REQUIREMENT: Exact copies of all the entries below are expected in the answer.

*** Opening EXCERPTED RECORDS ***

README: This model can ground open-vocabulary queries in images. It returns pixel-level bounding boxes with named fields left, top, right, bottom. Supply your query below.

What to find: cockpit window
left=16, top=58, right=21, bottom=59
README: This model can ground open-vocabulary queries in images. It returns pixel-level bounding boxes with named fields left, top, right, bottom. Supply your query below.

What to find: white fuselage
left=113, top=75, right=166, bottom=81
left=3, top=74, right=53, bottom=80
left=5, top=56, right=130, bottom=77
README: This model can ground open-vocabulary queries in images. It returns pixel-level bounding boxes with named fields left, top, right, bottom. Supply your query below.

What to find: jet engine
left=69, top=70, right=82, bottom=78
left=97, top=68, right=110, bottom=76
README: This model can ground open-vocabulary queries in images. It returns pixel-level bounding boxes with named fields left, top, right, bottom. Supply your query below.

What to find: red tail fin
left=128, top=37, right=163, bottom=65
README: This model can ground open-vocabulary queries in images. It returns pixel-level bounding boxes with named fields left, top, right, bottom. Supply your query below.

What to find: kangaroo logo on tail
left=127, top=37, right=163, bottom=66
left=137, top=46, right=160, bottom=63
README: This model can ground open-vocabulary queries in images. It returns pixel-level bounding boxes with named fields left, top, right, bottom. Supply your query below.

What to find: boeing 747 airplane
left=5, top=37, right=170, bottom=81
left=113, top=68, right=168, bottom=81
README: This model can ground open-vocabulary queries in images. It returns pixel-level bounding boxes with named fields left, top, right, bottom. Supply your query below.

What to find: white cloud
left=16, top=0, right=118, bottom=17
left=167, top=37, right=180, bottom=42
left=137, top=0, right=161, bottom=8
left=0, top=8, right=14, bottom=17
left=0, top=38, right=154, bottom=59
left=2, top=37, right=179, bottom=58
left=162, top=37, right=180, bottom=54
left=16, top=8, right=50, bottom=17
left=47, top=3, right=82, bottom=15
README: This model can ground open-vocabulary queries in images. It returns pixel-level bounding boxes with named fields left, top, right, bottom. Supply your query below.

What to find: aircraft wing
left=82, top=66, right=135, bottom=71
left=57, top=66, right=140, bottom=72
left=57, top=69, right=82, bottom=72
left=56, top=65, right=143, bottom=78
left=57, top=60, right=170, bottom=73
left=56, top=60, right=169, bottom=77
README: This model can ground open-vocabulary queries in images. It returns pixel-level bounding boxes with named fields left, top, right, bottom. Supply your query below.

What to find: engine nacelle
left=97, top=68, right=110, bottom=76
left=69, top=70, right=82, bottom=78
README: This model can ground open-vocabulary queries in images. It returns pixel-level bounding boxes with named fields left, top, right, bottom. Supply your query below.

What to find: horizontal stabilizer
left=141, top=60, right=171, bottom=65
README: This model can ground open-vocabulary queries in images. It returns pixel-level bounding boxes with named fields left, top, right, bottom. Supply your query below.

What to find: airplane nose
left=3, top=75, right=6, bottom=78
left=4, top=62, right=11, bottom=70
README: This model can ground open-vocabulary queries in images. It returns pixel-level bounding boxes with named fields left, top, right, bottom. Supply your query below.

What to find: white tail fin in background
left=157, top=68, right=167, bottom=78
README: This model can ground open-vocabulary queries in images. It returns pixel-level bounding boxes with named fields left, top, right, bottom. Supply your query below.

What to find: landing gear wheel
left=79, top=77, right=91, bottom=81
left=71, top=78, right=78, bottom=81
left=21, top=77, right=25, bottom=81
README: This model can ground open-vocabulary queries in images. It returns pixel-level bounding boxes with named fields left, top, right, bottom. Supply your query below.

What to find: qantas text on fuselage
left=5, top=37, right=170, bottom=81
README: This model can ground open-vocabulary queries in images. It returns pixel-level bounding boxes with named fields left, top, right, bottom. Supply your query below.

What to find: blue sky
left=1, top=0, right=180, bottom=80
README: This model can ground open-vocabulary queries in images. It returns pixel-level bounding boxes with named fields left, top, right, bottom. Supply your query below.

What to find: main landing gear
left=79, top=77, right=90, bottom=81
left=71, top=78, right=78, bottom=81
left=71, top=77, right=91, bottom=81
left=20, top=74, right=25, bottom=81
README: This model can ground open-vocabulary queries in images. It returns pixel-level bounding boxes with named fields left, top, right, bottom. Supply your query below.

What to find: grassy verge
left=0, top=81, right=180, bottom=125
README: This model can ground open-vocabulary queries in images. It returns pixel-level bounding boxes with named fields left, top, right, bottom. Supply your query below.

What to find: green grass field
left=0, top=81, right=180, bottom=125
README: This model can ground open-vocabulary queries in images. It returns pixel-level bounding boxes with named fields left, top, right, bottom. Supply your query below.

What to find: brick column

*** Closing EXCERPTED RECORDS ***

ANSWER BOX:
README: This model can ground open-vocabulary queries in images. It returns pixel-level bounding boxes with named fields left, top, right, bottom. Supply your query below.

What to find: cockpit window
left=16, top=58, right=21, bottom=59
README: This model can ground open-vocabulary queries in images. It returns pixel-level bounding boxes with named fields left, top, right, bottom. Supply your query below.

What to find: white fuselage
left=113, top=75, right=166, bottom=81
left=3, top=74, right=53, bottom=80
left=5, top=56, right=130, bottom=77
README: This model can ground open-vocabulary queries in images. It returns pixel-level bounding boxes with named fields left, top, right, bottom. Supply your query below.

What to find: jet engine
left=69, top=70, right=82, bottom=78
left=97, top=68, right=110, bottom=76
README: This model can ground open-vocabulary queries in images. It returns pixel-level bounding boxes with named fields left, top, right, bottom. Supply your query below.

What to find: red tail fin
left=128, top=37, right=163, bottom=65
README: This model can ground open-vocabulary queries in images. It returns pixel-level bounding boxes with named fields left, top, right, bottom. Supply your query below.

What to find: kangaroo logo on tail
left=127, top=37, right=163, bottom=66
left=137, top=46, right=160, bottom=63
README: This model can ground open-vocabulary queries in images. It returns pixel-level bounding boxes with named fields left, top, right, bottom. Supply your query below.

What to find: boeing 747 airplane
left=5, top=37, right=170, bottom=81
left=113, top=68, right=168, bottom=81
README: This model can ground open-vocabulary queries in images. It returns pixel-level bounding boxes with named fields left, top, right, bottom. Supply your query below.

What to find: white cloud
left=16, top=0, right=118, bottom=17
left=167, top=37, right=180, bottom=42
left=137, top=0, right=161, bottom=8
left=0, top=8, right=14, bottom=17
left=0, top=38, right=154, bottom=59
left=2, top=37, right=179, bottom=58
left=162, top=37, right=180, bottom=54
left=16, top=8, right=50, bottom=17
left=47, top=3, right=82, bottom=15
README: This model can ground open-vocabulary queries in images. It returns pixel-level bounding boxes with named fields left, top, right, bottom. Supply your query below.

What to find: aircraft wing
left=82, top=66, right=135, bottom=71
left=57, top=66, right=140, bottom=72
left=57, top=69, right=82, bottom=72
left=56, top=65, right=143, bottom=78
left=57, top=60, right=170, bottom=73
left=56, top=60, right=169, bottom=77
README: This model can ground open-vocabulary queries in images. It returns pixel-level bounding boxes with named fields left, top, right, bottom. Supply your query below.

What to find: engine nacelle
left=97, top=68, right=110, bottom=76
left=69, top=70, right=82, bottom=78
README: This model can ground open-vocabulary queries in images. It returns pixel-level bounding boxes with named fields left, top, right, bottom. Supply your query below.

What to find: horizontal stabilizer
left=141, top=60, right=171, bottom=65
README: This model can ground open-vocabulary queries in images. It returns pixel-level bounding boxes with named fields left, top, right, bottom. Supply your query below.

What to find: airplane nose
left=3, top=75, right=6, bottom=78
left=4, top=62, right=11, bottom=70
README: This model can ground open-vocabulary queries in images. It returns pixel-level bounding boxes with named fields left, top, right, bottom. Supply your query below.

What to find: white tail fin in background
left=157, top=68, right=167, bottom=78
README: This model can ground open-vocabulary queries in images. It returns pixel-level bounding boxes with named fields left, top, right, bottom. Supply your query below.

What to find: landing gear wheel
left=79, top=77, right=91, bottom=81
left=71, top=78, right=78, bottom=81
left=21, top=77, right=25, bottom=81
README: This model can ground open-vocabulary queries in images. It returns pixel-level bounding boxes with named fields left, top, right, bottom. Supply your query below.

What to find: qantas text on fuselage
left=5, top=37, right=170, bottom=81
README: This model can ground open-vocabulary queries in images. It returns pixel-level bounding boxes with named fields left, top, right, bottom. Supply your query below.

What to find: blue sky
left=1, top=0, right=180, bottom=80
README: This model can ground open-vocabulary queries in images. It returns pixel-level bounding boxes with named fields left, top, right, bottom. Supply your query below.

What to find: main landing gear
left=79, top=77, right=90, bottom=81
left=71, top=78, right=78, bottom=81
left=71, top=77, right=91, bottom=81
left=20, top=74, right=25, bottom=81
README: This model can ground open-vocabulary queries in images. It returns pixel-level bounding boxes with named fields left, top, right, bottom. Supply your query below.

What to find: grassy verge
left=0, top=81, right=180, bottom=125
README: This model can ground open-vocabulary queries in images. It returns pixel-level bounding boxes with named fields left, top, right, bottom. Supply your query below.

What to find: green grass field
left=0, top=81, right=180, bottom=125
README: This model can ground open-vocabulary queries in images. It returns pixel-level bounding boxes with named fields left, top, right, bottom. Supply your query below.

What to find: brick column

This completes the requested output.